Return each line below that contains the string "tundra", matching case exactly.

# start of Materials provided

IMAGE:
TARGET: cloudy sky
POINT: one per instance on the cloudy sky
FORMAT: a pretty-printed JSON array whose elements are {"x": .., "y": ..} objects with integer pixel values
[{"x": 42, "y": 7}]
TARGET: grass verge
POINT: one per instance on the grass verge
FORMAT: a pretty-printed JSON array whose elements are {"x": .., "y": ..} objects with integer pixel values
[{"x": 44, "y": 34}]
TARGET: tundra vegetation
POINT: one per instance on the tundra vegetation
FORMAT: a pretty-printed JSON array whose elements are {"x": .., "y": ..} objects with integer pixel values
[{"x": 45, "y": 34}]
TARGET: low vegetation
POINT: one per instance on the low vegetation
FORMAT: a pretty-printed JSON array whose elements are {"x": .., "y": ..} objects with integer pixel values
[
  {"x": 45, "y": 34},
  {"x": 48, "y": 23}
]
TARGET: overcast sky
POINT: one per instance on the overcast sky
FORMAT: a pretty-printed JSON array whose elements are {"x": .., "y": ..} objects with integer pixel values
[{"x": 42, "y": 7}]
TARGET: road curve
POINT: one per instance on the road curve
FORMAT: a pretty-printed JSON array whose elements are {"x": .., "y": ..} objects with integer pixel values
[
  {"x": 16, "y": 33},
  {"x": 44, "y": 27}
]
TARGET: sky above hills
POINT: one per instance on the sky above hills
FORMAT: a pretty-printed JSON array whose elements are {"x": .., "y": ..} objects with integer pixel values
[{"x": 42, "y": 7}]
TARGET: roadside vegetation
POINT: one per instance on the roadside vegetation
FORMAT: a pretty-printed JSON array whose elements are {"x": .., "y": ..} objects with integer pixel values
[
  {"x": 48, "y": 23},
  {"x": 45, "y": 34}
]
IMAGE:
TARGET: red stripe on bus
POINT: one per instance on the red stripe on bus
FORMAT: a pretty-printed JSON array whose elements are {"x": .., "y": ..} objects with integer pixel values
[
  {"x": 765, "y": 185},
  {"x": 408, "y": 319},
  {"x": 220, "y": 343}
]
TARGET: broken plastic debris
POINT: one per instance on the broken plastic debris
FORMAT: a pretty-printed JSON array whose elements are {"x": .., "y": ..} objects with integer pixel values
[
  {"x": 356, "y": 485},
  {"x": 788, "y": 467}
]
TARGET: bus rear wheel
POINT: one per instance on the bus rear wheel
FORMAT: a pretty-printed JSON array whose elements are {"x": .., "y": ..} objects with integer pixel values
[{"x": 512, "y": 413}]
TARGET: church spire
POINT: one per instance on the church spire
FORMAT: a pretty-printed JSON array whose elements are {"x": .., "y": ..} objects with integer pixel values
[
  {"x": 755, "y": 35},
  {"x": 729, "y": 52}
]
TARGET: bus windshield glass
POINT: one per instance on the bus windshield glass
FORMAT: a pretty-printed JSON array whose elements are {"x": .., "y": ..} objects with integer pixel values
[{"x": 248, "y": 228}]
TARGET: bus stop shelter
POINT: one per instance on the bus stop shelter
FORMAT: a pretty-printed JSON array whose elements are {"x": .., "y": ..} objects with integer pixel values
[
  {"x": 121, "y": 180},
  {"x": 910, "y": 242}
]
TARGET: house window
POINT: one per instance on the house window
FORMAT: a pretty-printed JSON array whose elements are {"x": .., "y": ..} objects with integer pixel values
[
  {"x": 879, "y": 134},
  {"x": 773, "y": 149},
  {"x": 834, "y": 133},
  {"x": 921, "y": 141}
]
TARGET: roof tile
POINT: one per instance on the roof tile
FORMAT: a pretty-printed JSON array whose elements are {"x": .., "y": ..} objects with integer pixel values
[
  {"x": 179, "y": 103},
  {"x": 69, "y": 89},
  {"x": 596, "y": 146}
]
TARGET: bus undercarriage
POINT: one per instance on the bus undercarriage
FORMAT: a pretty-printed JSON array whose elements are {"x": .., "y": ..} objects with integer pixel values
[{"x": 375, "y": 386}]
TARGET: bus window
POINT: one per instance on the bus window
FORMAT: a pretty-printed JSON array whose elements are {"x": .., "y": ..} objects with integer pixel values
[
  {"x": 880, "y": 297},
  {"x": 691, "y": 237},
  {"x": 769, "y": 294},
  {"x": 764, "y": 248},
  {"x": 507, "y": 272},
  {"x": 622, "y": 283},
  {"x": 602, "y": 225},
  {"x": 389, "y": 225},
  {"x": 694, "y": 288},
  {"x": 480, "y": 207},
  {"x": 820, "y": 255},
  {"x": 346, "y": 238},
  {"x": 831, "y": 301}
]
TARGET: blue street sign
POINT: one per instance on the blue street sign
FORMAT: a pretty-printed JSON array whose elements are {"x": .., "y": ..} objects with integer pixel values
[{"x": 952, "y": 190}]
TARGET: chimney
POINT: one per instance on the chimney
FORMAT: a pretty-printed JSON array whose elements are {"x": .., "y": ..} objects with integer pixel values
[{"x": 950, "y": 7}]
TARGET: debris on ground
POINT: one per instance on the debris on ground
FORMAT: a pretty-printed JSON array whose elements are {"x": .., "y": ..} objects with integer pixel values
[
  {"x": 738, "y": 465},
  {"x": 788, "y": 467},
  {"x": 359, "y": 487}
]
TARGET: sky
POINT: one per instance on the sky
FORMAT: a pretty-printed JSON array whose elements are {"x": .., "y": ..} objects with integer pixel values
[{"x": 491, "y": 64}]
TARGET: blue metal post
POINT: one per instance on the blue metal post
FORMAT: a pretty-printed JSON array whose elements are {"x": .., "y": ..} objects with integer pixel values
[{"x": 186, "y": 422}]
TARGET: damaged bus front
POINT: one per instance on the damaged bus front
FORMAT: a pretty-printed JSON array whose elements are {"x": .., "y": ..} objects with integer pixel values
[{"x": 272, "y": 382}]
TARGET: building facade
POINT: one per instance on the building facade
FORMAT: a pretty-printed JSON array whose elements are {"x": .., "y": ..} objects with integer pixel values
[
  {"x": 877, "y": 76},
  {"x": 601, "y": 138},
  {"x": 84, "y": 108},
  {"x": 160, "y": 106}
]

# end of Materials provided
# start of Materials provided

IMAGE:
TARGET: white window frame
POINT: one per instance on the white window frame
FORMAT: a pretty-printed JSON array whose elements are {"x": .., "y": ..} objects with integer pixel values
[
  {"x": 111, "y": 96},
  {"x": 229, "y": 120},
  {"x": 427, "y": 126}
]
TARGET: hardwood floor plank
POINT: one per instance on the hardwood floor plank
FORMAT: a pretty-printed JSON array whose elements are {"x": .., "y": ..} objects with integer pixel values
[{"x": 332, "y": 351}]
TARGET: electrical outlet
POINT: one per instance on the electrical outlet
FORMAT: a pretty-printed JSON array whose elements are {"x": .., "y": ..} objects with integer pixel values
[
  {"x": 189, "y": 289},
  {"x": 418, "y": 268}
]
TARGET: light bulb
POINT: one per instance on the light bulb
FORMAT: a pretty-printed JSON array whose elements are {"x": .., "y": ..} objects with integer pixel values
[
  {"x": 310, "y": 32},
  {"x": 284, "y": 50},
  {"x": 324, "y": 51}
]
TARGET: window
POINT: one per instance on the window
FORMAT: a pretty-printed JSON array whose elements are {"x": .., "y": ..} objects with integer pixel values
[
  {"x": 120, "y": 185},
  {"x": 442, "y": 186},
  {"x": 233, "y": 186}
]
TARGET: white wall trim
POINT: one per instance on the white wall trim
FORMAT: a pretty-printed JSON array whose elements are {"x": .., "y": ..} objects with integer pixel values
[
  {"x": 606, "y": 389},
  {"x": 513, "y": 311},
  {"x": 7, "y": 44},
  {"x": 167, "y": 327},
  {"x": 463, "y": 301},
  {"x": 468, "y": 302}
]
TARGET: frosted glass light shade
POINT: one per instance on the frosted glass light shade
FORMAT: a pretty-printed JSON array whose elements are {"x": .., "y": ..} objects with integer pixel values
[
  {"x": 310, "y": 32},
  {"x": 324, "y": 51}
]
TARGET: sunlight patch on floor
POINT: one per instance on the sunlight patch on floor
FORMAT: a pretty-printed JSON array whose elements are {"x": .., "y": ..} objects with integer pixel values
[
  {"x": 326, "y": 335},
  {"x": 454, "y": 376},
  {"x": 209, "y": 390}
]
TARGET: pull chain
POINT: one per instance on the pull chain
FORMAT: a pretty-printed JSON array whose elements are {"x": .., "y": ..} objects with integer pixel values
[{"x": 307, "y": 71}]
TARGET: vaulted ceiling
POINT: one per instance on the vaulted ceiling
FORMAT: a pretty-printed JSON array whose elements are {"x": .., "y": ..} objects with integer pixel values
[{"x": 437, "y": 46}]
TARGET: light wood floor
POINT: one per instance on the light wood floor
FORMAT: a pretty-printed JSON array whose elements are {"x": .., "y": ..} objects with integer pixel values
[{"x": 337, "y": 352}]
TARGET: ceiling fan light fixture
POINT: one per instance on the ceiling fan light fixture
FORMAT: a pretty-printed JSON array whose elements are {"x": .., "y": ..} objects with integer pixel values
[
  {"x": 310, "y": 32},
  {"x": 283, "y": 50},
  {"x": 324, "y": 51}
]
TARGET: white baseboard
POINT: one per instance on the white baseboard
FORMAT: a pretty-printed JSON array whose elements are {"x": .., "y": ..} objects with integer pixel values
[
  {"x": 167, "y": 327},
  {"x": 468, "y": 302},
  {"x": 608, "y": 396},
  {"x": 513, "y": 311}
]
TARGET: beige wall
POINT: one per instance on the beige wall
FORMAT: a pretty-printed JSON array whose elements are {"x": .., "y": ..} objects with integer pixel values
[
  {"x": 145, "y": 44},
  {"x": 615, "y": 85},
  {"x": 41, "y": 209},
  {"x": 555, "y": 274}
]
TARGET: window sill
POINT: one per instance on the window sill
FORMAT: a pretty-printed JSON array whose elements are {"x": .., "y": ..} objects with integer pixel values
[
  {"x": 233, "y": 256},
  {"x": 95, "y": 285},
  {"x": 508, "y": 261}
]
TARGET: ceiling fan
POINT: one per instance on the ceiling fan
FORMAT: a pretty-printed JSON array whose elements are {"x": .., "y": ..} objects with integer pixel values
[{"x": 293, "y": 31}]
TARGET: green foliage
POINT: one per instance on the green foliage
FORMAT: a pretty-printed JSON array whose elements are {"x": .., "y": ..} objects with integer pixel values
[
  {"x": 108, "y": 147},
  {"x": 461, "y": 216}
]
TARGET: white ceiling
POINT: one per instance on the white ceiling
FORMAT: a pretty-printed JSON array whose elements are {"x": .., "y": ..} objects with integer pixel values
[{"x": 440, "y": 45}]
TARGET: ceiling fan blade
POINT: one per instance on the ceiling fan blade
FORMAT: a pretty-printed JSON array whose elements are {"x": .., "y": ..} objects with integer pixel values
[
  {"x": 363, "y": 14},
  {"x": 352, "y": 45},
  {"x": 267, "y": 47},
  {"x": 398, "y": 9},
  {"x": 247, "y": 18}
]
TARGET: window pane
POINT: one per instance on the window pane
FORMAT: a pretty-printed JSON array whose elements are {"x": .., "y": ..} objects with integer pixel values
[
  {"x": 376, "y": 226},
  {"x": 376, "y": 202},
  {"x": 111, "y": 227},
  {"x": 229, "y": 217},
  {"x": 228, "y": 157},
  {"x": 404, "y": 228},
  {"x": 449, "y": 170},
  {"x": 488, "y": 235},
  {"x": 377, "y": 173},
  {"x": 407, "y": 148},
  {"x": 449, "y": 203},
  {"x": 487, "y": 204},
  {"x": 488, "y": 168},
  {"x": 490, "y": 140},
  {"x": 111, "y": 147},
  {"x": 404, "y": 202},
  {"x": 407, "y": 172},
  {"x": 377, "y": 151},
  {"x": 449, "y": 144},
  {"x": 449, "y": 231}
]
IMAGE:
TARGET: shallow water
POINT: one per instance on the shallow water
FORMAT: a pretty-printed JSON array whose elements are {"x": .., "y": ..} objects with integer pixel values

# end of Materials provided

# Exercise output
TARGET: tundra vegetation
POINT: one per instance on the tundra vegetation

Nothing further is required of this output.